======== PAGE EXTRACT ========

When she cheated, the property question
I had the meeting in a coffee shop on a side street, because the lawyer's office felt like overkill for a free first conversation. I had brought notes. Two pages of them, neat handwriting, dates and amounts and a section at the bottom titled "her behaviour" with three subheadings. I slid the pages across. The lawyer read for maybe forty seconds, then turned to the second page, then back to the first, and said, "you are a careful person, this is helpful, but I need to tell you the affair is irrelevant to the property settlement". I felt a small piece of my plan collapse on the table. He saw it. He said, "I know. Most men I sit with bring a version of this list".
Australian family law is, by international standards, almost aggressively no-fault. Since 1975, the only ground for divorce has been irretrievable breakdown, evidenced by twelve months separation. And, more importantly for settlement purposes, infidelity is not a property factor in the vast majority of cases. Whatever she did, with whoever, while you were married, does not, on its own, change the percentages.
This piece is for the man holding the list. The one who cannot believe the betrayal does not buy him an extra ten percent. It is also for the man one step further along, who has heard the law, accepted it intellectually, and is still trying to find the angle. There usually is not one. Here is what is, and what is not, true.
The general rule: infidelity is not a property factor
The Family Law Act sets out what the court must consider when dividing property. The list includes financial and non-financial contributions during the relationship, future needs (income disparity, age, health, care of children), and what is just and equitable. Conduct, in the moral sense, is not on that list.
The court will not award you a larger share because she had an affair. The court will not punish her for the breakdown of the marriage by giving her less. The cause of the marriage ending, in itself, is not legally relevant.
This is hard to accept. It feels wrong. The intuition that bad behaviour should have consequences is very deep, and it does not switch off because a piece of legislation says so. But the legislative choice was deliberate. Fault-based divorce, before 1975, was a moral war zone, with each party trying to prove the other was the worse person to extract a better outcome. The system was bitter, slow, expensive, and produced outcomes that often had nothing to do with what was fair financially. The Whitlam reforms removed fault from the equation precisely to depoliticise the breakdown itself.
The result, fifty years on, is a settlement system that focuses on contributions and needs, not blame. It is colder. It is also, on average, faster, cheaper, and more focused on the actual problem (how to divide what you have).
What does affect the property settlement
There are three categories of conduct that DO affect property settlement, and they are sometimes confused with infidelity.
Waste and dissipation. If she (or you) took marital assets and spent them on the affair, gambled them away, or otherwise diminished the asset pool through reckless or deliberate conduct, that can be addressed. Money spent on hotels, gifts, holidays for the affair partner, drawn from joint accounts or marital savings, can be added back to the pool as a notional asset and attributed to the spending party. The key is that the court must be persuaded the spending was outside ordinary marital expenditure and reduced the pool available for division.
This is sometimes called "add-back" jurisprudence. It is fact-specific and the bar is meaningful. Reasonable lifestyle expenses, even during the affair, are usually not added back. Ten thousand dollars of joint savings spent on weekends in Byron with the affair partner, when you were not aware, can be.

========

SET TASK A ▸ From the article on infidelity and property settlement, render this sentence in Spanish: "Conduct, in the moral sense, is not on that list."

======== DATA LINES ========

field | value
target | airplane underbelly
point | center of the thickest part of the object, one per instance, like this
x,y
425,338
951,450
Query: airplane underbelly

========

SET TASK B ▸ Retype the records above line by line, changing nothing.

FULL SOLUTION A ▸ La conducta, en el sentido moral, no figura en esa lista.

FULL SOLUTION B ▸
field | value
target | airplane underbelly
point | center of the thickest part of the object, one per instance, like this
x,y
425,338
951,450
Query: airplane underbelly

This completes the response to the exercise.